#### Excerpted passage:
☆ ☆ ☆ ☆ ☆ ☆ ☆
As one of the four instruments of communion, the Anglican Consultative Council (ACC) seeks to develop common policies with respect to the world mission of the Church. You can find a full record of ACC resolutions on all subjects here.

The ACC meets every three years. The most recent ACC was held in Ghana in 2022. The links below pick out the environmental resolutions from each meeting.

Photo: delegates at ACC-18 during the environment session. Image: Neil Turner for the ACO.

 

ACC-18 Accra (2022)

5 (b): Moratorium on new Fossil fuel developments

The Anglican Consultative Council:

1. notes that the ‘Fossil Fuel Non-Proliferation Treaty’ (to stop the increase of fossil fuel projects) offers a practical way to live out the fifth Mark of Mission in response to the climate crisis.

2. supports the Treaty and requests the Secretary General to sign the Treaty on behalf of ACC; and 3. encourages primates and bishops to sign on behalf of the Churches and dioceses of the Communion and advocate their governments to halt new gas and oil exploration.

5 (c): The Communion Forest

The Anglican Consultative Council:

1. recognises that the integrity of creation is under threat and at risk of collapse; and there is urgent need to reduce our carbon footprint and protect biodiversity;

2. affirms the potential of the Communion Forest initiative launched as a legacy of the 2022 Lambeth Conference;

3. invites Churches of the Communion to join in this initiative to be ambitious in using their God-given assets; to weave creation care into the spiritual and liturgical life of the Church; and

4. commends the collaboration of the Anglican Alliance and Anglican Communion Environmental Network, and encourages Churches of the Communion to share with them information about their existing and new activities.

5 (d): Disaster Resilience and Response  

The Anglican Consultative Council:

1. acknowledges the importance of increasing resilience to more frequent and severe disasters;

2. laments that the most vulnerable are disproportionately impacted by disasters, including poor and marginalised communities, the elderly, women and girls, indigenous people, refugees, migrants, and youth;

3. commends the Partners in Resilience and Response as a global Anglican initiative to help Churches build their resilience and capacity for disaster preparedness and response, also offering a means of support to local churches in times of disaster, when their capacity is overwhelmed;

4. affirms the role of the Anglican Alliance, Churches of the Communion and their agencies in facilitating this initiative and encourages Churches to participate in it.

5 (e): Responding to the loss and damage caused by climate change

The Anglican Consultative Council:

1. believes that more must be done by those responsible for climate change to support the resilience and recovery of those most vulnerable to its impacts, especially poor and marginalised communities, women, young and elderly people, and indigenous peoples;

2. commends the United Nations’ Climate Summit COP27 in November 2022 for establishing a Loss and Damage Fund facility, through which the wealthier and greater historic contributors to climate change will financially support developing countries to recover from climate disasters;

3. encourages the Churches of the Communion to use the Anglican Communion UNFCCC COP26 Policy Paper and the COP27 update to advocate for climate justice; and

4. requests the Anglican Alliance and the Anglican Communion Environmental Network to research and propose potential models and means for this work and to report to the ACC Standing Committee in 2024.
☆ ☆ ☆ ☆ ☆ ☆ ☆
#### Requirements:
1/ How often does the Anglican Consultative Council meet, according to the ACC resolutions excerpt?
2/ Carry on the ACC resolutions excerpt from its last sentence.
The data after this point comes from a different source than the ACC resolutions excerpt.

#### Records shown:
☆ ☆ ☆ ☆ ☆ ☆ ☆
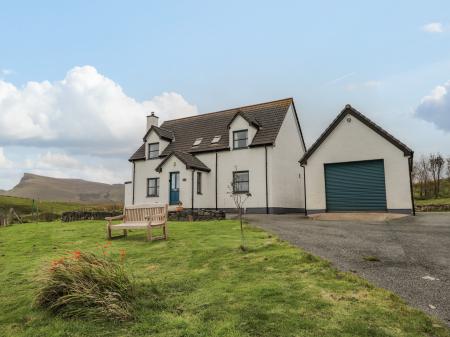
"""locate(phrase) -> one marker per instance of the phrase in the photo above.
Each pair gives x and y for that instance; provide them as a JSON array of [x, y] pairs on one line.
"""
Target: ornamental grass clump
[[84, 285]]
☆ ☆ ☆ ☆ ☆ ☆ ☆
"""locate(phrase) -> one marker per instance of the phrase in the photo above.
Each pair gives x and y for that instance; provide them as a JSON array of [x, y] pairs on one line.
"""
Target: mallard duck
☆ ☆ ☆ ☆ ☆ ☆ ☆
#### Answers given:
1/ Every three years.

2/
ACC-17 Hong Kong (2019)

A17:05 Anglican Communion Environmental Network
The Anglican Consultative Council:

  1. recognises that there is a global climate emergency
  2. encourages Member Churches to make the Fifth Mark of Mission, ‘To strive to safeguard the integrity of creation, and sustain and renew the life of the earth’, a living testament to our faith, and calls upon Member Churches to:
    a. promote a day during the Season of Creation as a day of public repentance
    b. develop an action plan and resources for sustainable living at individual, parish, diocesan and provincial level; including policies and procedures to minimise waste, increase use of renewable energies, and incorporate creation care into liturgical practice
    c. prepare a Lenten Fast for Creation
    d. hold strategic planning conferences on the Sustainable Development Goals and Climate Change, ensuring the involvement of Indigenous, youth, and women’s voices, and to report back to ACC18
    e. identify environmental and climate-related threats in their context and to develop or adapt existing tools on disaster preparedness and mitigation.
  3. encourages the organisers of the Lambeth Conference 2020 to make the conference as environmentally sustainable as possible.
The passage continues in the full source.